• **TASK TO CARRY OUT**: For each record below, set it down exactly but leave out any picture.

• **EXERCISE INPUT**:
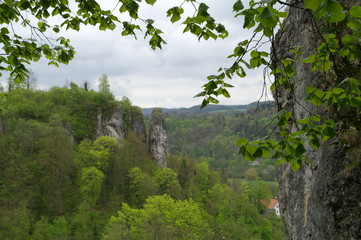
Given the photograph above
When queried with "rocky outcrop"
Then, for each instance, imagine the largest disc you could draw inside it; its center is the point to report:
(111, 126)
(158, 137)
(67, 127)
(137, 120)
(321, 200)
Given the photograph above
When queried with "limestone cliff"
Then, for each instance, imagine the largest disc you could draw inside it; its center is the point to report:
(158, 137)
(111, 126)
(137, 121)
(322, 200)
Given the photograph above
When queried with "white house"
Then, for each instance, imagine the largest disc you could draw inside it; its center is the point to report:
(274, 206)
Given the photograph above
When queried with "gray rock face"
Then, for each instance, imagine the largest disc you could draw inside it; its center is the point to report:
(321, 200)
(158, 142)
(67, 127)
(111, 126)
(138, 125)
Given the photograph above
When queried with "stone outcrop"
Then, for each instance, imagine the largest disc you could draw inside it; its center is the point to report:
(137, 121)
(67, 127)
(111, 126)
(158, 137)
(322, 200)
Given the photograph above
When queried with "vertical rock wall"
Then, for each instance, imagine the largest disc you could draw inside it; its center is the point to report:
(111, 126)
(138, 125)
(158, 142)
(321, 200)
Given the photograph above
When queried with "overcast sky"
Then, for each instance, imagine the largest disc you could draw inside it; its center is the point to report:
(161, 78)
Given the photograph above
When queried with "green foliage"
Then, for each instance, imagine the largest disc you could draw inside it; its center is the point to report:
(161, 218)
(104, 86)
(167, 182)
(91, 181)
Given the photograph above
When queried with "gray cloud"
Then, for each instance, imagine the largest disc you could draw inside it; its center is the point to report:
(166, 78)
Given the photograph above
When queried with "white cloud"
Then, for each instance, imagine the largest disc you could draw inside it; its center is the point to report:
(164, 78)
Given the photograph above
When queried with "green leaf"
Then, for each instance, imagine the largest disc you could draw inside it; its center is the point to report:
(242, 141)
(226, 93)
(312, 4)
(238, 6)
(150, 2)
(300, 149)
(355, 11)
(337, 90)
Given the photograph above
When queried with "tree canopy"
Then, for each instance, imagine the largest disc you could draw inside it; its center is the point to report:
(262, 17)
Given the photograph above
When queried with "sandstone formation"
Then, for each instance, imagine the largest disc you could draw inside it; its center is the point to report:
(137, 121)
(111, 126)
(158, 137)
(322, 200)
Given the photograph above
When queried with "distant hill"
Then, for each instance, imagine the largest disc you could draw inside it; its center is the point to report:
(209, 109)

• **EXPECTED ANSWER**:
Given the photograph above
When queried with "rocky outcrop"
Then, for each instance, imagine the largest disc you could draw inside it; its center is the point to report:
(111, 126)
(158, 137)
(67, 127)
(137, 120)
(321, 200)
Given the photograph above
When queried with "limestone cliff"
Then, for each instance, imagine the largest disc you could draw inside it; its center is the point to report:
(158, 137)
(111, 126)
(137, 121)
(322, 200)
Given the photograph above
When queried with "white house"
Then, for each instance, imagine the largest disc you could draw inside it; its center is the point to report:
(274, 206)
Given the photograph above
When queried with "gray rock face"
Then, for each instance, imagine the largest disc you could draw inside it; its center is the point to report:
(321, 200)
(158, 142)
(67, 127)
(111, 126)
(138, 125)
Given the photograph above
When queried with "stone outcrop"
Then, for each instance, imagine the largest disc you could draw inside it; its center is the point to report:
(137, 121)
(67, 127)
(111, 126)
(158, 137)
(322, 200)
Given the photograph above
When queried with "vertical rock wall"
Then, for each instance, imagine the largest disc you could draw inside it; its center is the point to report:
(111, 126)
(138, 125)
(158, 142)
(321, 200)
Given the photograph above
When queried with "overcast sky"
Then, for each instance, imagine the largest disc you could draw inside it; its center is the point to report:
(161, 78)
Given the photograph above
When queried with "green foliage"
Then, for each instance, imagine the largest disc you could draw inside it; its center is the point to report:
(161, 218)
(104, 86)
(167, 182)
(91, 181)
Given the photograph above
When queried with "gray cloud"
Then, for each instance, imagine the largest disc you could draw inside it; its center is the point to report:
(166, 78)
Given the photograph above
When queried with "white cloud"
Then, for each instance, imagine the largest disc you could draw inside it; its center is the point to report:
(164, 78)
Given the photograph above
When queried with "green leaf"
Then, for each instance, imagine the largest disc you could draw inside it; its center is the point to report:
(242, 141)
(226, 93)
(312, 4)
(238, 6)
(150, 2)
(300, 149)
(355, 11)
(337, 90)
Given the photograph above
When queried with "tree canopy"
Then, for each instance, imagine the largest disc you could draw inside it; its center is the point to report:
(262, 17)
Given the photograph above
When queried with "sandstone formation"
Then, for each instance, imagine the largest disc you could draw inside it; its center is the point to report:
(137, 121)
(111, 126)
(158, 137)
(322, 200)
Given the photograph above
When queried with "distant hill"
Then, for each instance, imagine the largest disc you could draw inside it; its center is the point to report:
(209, 109)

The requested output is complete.